Directions for this task - Pull every line with "green" from the entries below.

Given data -
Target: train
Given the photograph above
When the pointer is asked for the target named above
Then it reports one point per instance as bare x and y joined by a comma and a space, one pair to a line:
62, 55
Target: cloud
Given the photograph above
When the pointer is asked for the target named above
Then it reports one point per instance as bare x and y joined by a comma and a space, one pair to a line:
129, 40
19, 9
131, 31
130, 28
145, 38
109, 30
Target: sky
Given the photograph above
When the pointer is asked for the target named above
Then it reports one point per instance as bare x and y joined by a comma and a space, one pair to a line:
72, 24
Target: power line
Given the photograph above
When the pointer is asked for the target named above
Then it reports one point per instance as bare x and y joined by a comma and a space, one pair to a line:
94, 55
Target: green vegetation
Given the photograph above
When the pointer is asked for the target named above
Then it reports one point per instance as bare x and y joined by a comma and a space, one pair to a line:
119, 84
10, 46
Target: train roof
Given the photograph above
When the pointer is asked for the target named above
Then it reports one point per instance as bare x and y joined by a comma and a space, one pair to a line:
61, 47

==

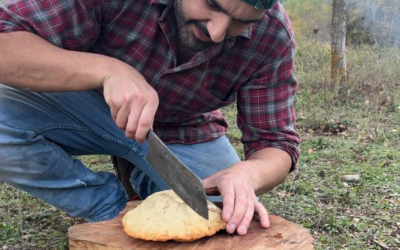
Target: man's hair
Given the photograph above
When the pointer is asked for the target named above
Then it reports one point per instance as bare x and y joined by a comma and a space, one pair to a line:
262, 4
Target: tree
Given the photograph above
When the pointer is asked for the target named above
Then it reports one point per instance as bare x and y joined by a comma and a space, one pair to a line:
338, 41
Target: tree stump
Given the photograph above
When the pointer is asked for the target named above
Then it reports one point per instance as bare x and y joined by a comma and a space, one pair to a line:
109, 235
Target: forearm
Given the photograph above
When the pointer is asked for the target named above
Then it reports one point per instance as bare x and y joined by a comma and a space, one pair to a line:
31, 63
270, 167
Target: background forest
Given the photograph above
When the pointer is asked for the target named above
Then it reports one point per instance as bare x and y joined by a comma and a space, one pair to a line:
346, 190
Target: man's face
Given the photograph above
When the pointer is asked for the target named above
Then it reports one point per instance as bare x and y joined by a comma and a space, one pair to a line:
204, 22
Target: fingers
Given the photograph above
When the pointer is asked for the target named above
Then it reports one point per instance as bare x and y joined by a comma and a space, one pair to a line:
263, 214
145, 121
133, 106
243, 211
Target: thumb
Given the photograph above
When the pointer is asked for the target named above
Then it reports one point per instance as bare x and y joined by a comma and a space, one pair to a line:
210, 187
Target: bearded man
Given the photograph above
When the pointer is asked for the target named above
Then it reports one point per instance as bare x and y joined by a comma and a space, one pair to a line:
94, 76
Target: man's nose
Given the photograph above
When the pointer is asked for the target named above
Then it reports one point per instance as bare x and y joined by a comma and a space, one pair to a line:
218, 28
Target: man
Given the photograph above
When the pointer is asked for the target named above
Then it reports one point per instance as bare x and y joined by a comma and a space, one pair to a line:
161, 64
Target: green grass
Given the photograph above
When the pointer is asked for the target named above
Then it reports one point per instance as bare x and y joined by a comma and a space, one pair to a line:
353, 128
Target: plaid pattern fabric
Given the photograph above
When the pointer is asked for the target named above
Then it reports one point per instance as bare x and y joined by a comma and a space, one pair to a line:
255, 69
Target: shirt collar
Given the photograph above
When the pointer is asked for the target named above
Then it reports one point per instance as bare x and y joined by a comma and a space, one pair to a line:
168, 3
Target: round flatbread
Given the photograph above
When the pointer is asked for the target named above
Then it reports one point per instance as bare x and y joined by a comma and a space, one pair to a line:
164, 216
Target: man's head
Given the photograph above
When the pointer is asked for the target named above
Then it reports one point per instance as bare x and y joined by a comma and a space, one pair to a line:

* * *

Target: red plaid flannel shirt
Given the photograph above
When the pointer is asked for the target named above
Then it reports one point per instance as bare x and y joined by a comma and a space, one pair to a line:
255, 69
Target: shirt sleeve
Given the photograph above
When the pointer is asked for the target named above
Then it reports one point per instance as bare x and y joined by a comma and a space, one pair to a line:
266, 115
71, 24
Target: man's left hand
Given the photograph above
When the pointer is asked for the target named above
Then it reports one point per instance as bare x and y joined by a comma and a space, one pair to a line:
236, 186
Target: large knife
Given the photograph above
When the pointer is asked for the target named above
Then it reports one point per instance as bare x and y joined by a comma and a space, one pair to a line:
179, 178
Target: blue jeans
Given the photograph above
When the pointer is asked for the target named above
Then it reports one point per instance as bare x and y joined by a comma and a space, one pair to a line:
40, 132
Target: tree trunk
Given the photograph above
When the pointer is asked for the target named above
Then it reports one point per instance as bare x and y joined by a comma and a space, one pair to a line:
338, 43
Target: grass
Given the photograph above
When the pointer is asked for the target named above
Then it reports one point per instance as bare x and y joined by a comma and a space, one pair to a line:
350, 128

Finished exercise -
Target: green vegetation
Target: green grass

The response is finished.